Start of RECORDS PROVIDED
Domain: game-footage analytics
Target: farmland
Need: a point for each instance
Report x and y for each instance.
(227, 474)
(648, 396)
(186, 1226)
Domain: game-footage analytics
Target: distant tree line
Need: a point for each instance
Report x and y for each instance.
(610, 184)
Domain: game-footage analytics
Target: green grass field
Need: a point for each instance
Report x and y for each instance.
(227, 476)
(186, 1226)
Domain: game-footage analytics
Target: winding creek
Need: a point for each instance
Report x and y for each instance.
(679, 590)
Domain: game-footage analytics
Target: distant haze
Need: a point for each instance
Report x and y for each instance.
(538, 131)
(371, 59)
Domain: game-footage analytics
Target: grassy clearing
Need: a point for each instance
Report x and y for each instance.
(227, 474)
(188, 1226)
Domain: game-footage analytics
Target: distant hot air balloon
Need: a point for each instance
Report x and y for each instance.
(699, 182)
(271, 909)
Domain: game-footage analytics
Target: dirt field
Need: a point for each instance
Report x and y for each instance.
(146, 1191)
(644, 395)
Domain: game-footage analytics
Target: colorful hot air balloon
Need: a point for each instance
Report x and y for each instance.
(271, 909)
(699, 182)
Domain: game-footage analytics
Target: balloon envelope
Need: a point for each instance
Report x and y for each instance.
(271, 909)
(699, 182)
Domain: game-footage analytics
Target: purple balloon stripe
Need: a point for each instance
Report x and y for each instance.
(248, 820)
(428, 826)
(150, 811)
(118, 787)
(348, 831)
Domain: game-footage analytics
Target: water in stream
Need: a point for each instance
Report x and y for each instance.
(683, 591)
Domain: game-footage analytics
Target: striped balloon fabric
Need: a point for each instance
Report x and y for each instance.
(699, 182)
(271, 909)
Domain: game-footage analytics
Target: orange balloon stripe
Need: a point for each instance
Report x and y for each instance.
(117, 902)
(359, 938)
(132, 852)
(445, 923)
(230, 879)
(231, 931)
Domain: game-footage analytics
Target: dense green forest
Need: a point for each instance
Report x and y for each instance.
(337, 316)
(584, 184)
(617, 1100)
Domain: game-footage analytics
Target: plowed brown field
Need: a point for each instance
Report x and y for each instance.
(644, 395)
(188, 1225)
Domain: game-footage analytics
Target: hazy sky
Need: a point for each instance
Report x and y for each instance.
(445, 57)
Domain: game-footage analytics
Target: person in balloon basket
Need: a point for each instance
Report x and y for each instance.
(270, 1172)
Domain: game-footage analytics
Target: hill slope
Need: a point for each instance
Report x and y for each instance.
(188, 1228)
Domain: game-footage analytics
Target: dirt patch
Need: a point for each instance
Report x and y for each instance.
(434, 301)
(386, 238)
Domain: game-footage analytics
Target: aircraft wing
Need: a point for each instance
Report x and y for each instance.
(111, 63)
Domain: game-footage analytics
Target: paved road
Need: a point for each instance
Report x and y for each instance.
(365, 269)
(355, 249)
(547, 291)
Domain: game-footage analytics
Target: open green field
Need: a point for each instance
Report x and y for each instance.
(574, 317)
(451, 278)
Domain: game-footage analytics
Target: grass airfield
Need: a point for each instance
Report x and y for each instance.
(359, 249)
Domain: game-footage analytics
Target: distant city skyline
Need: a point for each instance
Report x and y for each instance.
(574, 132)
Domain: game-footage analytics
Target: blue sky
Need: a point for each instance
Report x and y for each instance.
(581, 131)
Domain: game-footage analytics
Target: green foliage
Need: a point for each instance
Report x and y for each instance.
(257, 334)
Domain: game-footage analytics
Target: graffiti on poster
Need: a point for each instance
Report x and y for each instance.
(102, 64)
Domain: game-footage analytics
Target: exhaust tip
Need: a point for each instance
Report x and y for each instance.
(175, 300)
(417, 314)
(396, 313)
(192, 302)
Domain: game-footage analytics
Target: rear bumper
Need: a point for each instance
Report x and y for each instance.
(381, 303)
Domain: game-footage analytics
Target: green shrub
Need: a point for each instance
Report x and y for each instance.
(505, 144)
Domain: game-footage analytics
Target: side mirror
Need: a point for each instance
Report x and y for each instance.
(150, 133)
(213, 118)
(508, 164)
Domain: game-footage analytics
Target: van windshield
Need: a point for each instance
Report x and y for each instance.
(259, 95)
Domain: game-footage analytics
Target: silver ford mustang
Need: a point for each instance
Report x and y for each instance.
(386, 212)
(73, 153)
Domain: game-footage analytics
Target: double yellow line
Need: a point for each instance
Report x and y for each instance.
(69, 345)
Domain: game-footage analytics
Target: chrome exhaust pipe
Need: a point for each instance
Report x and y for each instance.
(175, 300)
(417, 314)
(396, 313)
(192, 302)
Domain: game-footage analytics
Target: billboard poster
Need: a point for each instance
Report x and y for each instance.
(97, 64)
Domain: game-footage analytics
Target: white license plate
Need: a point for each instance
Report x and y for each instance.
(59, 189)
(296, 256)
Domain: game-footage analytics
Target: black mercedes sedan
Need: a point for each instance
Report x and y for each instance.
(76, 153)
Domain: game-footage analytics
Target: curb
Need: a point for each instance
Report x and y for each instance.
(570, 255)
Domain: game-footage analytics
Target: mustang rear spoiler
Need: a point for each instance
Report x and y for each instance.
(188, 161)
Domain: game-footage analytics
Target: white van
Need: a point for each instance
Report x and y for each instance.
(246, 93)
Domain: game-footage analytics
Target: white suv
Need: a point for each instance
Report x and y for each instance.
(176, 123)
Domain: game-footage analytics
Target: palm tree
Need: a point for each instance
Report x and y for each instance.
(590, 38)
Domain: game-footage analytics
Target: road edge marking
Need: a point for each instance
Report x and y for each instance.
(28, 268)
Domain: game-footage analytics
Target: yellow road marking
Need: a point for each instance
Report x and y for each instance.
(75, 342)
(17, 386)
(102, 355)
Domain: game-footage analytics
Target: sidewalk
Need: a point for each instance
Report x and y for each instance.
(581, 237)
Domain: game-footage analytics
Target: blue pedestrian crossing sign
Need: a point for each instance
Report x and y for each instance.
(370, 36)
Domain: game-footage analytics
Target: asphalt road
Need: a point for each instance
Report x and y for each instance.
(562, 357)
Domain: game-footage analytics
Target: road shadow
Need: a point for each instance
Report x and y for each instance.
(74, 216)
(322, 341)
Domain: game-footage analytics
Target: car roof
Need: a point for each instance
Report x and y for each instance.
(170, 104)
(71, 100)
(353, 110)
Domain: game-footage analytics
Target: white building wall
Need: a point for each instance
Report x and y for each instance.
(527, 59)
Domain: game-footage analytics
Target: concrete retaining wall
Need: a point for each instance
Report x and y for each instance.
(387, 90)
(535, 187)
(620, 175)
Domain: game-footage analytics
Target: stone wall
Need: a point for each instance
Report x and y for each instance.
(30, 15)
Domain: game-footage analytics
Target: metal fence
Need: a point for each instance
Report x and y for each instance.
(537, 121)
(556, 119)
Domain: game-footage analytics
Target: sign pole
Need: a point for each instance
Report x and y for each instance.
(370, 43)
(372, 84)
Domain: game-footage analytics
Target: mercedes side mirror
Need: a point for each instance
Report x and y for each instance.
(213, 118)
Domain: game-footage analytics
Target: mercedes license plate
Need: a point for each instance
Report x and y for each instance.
End of RECORDS PROVIDED
## WHAT THE TASK REQUIRES
Give all of the entries again, exactly.

## WRITTEN RESPONSE
Domain: game-footage analytics
Target: farmland
Need: a point for each instance
Report x and y for each instance.
(227, 474)
(648, 396)
(186, 1226)
Domain: game-footage analytics
Target: distant tree line
Need: a point for each instance
Report x and y for each instance.
(610, 184)
Domain: game-footage analytics
Target: green grass field
Need: a point for each instance
Report x and y for each instance.
(227, 476)
(186, 1226)
Domain: game-footage analytics
Target: winding creek
Need: a point for each instance
Report x and y for each instance.
(679, 590)
Domain: game-footage analytics
Target: distant haze
Need: a point for each instance
Report x and y for each instance.
(538, 131)
(371, 59)
Domain: game-footage analytics
Target: grassy clearing
Need: a point for each instance
Report x and y for each instance.
(227, 474)
(188, 1226)
Domain: game-footage analytics
Target: distant hot air balloon
Need: a point for each instance
Report x and y for each instance.
(699, 182)
(271, 909)
Domain: game-footage analytics
Target: dirt field
Need: a point for each instance
Report x and y for each instance.
(146, 1191)
(644, 395)
Domain: game-footage analytics
Target: colorful hot air balloon
Need: a point for each instance
Report x and y for each instance.
(271, 909)
(699, 182)
Domain: game-footage analytics
Target: balloon envelope
Need: a point for each instance
Report x and y for each instance.
(271, 909)
(699, 182)
Domain: game-footage analytics
Target: purple balloon stripe
Need: a point for each instance
Report x and y for each instance.
(248, 820)
(428, 826)
(150, 811)
(118, 787)
(348, 831)
Domain: game-footage analytics
Target: water in stream
Need: a point for each instance
Report x and y for each instance.
(683, 591)
Domain: game-footage analytics
Target: striped balloon fabric
Need: a point for each instance
Report x and y for each instance.
(699, 182)
(271, 909)
Domain: game-footage analytics
Target: orange balloon stripe
Need: a point for each instance
Report x and y for each instance.
(117, 902)
(359, 938)
(132, 852)
(445, 923)
(230, 879)
(231, 931)
Domain: game-footage analytics
Target: dense green forest
Need: a point for each instance
Report x and y for each instance.
(337, 316)
(584, 184)
(617, 1100)
Domain: game-footage analytics
Target: plowed brown field
Need: a point for each instance
Report x and y for each instance.
(644, 395)
(188, 1225)
Domain: game-footage analytics
Target: hazy sky
Need: a point for each instance
Report x and y for each instance.
(445, 57)
Domain: game-footage analytics
Target: person in balloon basket
Need: a point for each instance
Report x and y for each instance.
(270, 1172)
Domain: game-footage analytics
Target: hill slope
Need: a point for each instance
Report x and y for each instance.
(188, 1228)
Domain: game-footage analytics
Target: dirt patch
Need: a point for each instance
Report x and y for each instance.
(434, 301)
(386, 238)
Domain: game-footage analytics
Target: aircraft wing
Need: a point for each instance
Report x and y for each instance.
(111, 63)
Domain: game-footage analytics
Target: paved road
Need: a point for each instance
Report x and y for each instance.
(365, 269)
(355, 249)
(547, 291)
Domain: game-footage analytics
Target: open green field
Need: a point for each instance
Report x and y for each instance.
(574, 317)
(451, 278)
Domain: game-footage analytics
Target: grass airfield
Need: a point for each instance
Report x and y for each instance.
(359, 249)
Domain: game-footage analytics
Target: distant city skyline
Need: a point for each instance
Report x and y for each instance.
(574, 132)
Domain: game-footage analytics
Target: blue sky
Need: a point for each instance
Report x and y for each instance.
(581, 131)
Domain: game-footage analytics
Target: green foliage
Need: a point for each instance
Report x and y for each instance.
(257, 334)
Domain: game-footage analytics
Target: graffiti on poster
Need: a point for each instance
Report x and y for each instance.
(102, 64)
Domain: game-footage analytics
Target: exhaust tip
Need: a point for each instance
Report x and y for each instance.
(175, 300)
(417, 314)
(396, 313)
(192, 302)
Domain: game-footage analytics
Target: rear bumper
Need: a point for each instance
Report x and y for each instance.
(381, 303)
Domain: game-footage analytics
Target: green shrub
Need: a point for each instance
Report x and y for each instance.
(505, 144)
Domain: game-footage analytics
Target: side mirror
Need: a point for each instance
Report x and y for each instance.
(150, 133)
(213, 118)
(508, 164)
Domain: game-footage analytics
Target: van windshield
Need: a point for each instance
Report x and y for each instance.
(259, 95)
Domain: game-footage analytics
Target: silver ford mustang
Need: a point for each instance
Report x and y for each instance.
(386, 212)
(73, 153)
Domain: game-footage analytics
Target: double yellow line
Need: a point for each instance
Report x and y for each instance.
(69, 345)
Domain: game-footage analytics
Target: chrome exhaust pipe
Need: a point for each instance
Report x and y for each instance.
(175, 300)
(417, 314)
(396, 313)
(192, 302)
Domain: game-footage analytics
Target: billboard poster
Need: a point for each instance
Report x and y for each instance.
(97, 64)
Domain: game-footage analytics
Target: white license plate
Need: a point for each instance
Report x and y for each instance.
(59, 189)
(296, 256)
Domain: game-footage analytics
Target: black mercedes sedan
Need: a point for each instance
Report x and y for each instance.
(76, 153)
Domain: game-footage analytics
Target: curb
Need: a point for each instance
Report x and y for each instance.
(570, 255)
Domain: game-footage analytics
Target: mustang rear spoiler
Need: a point for each instance
Report x and y for each instance.
(188, 161)
Domain: game-footage analytics
Target: white van
Need: a point for each instance
Report x and y for each instance.
(246, 93)
Domain: game-footage analytics
Target: white suv
Need: a point for each instance
Report x and y for each instance.
(176, 123)
Domain: game-footage analytics
Target: palm tree
Need: a point for each instance
Report x and y for each instance.
(590, 38)
Domain: game-footage analytics
Target: road edge marking
Need: a point for each instance
Report x and y for each instance.
(28, 268)
Domain: game-footage analytics
Target: yellow road marking
Need: a point for each instance
Report x and y for each instance.
(75, 342)
(17, 386)
(102, 355)
Domain: game-footage analytics
Target: sidewalk
Need: a point for each instance
Report x and y for each instance.
(581, 237)
Domain: game-footage analytics
Target: blue pedestrian crossing sign
Need: a point for each instance
Report x and y for each instance.
(370, 36)
Domain: game-footage analytics
Target: asphalt road
Need: a point for each instance
Report x and y for each instance.
(562, 357)
Domain: game-footage analytics
Target: road shadow
Need: a point for each instance
Report x and y for each instance.
(74, 216)
(322, 341)
Domain: game-footage analytics
Target: car roof
Need: a point for each instance
Report x and y for each instance.
(170, 104)
(71, 100)
(353, 110)
Domain: game-footage analytics
Target: white building wall
Need: a point for each instance
Report x and y for each instance.
(527, 59)
Domain: game-footage analytics
Target: concrete retaining wall
Need: a point for each instance
Report x and y for each instance.
(387, 90)
(535, 187)
(620, 175)
Domain: game-footage analytics
Target: stone wall
Need: a point for each instance
Report x and y for each instance.
(30, 15)
Domain: game-footage analytics
Target: metal fence
Need: a point for each instance
Report x and y for each instance.
(537, 121)
(556, 119)
Domain: game-footage analytics
Target: sign pole
Need: a point for each instance
Report x and y for each instance.
(370, 43)
(372, 84)
Domain: game-footage analytics
Target: mercedes side mirror
Need: a point for each instance
Report x and y for each instance.
(213, 118)
Domain: game-footage analytics
Target: mercedes license plate
Need: a point for each instance
Report x and y for each instance.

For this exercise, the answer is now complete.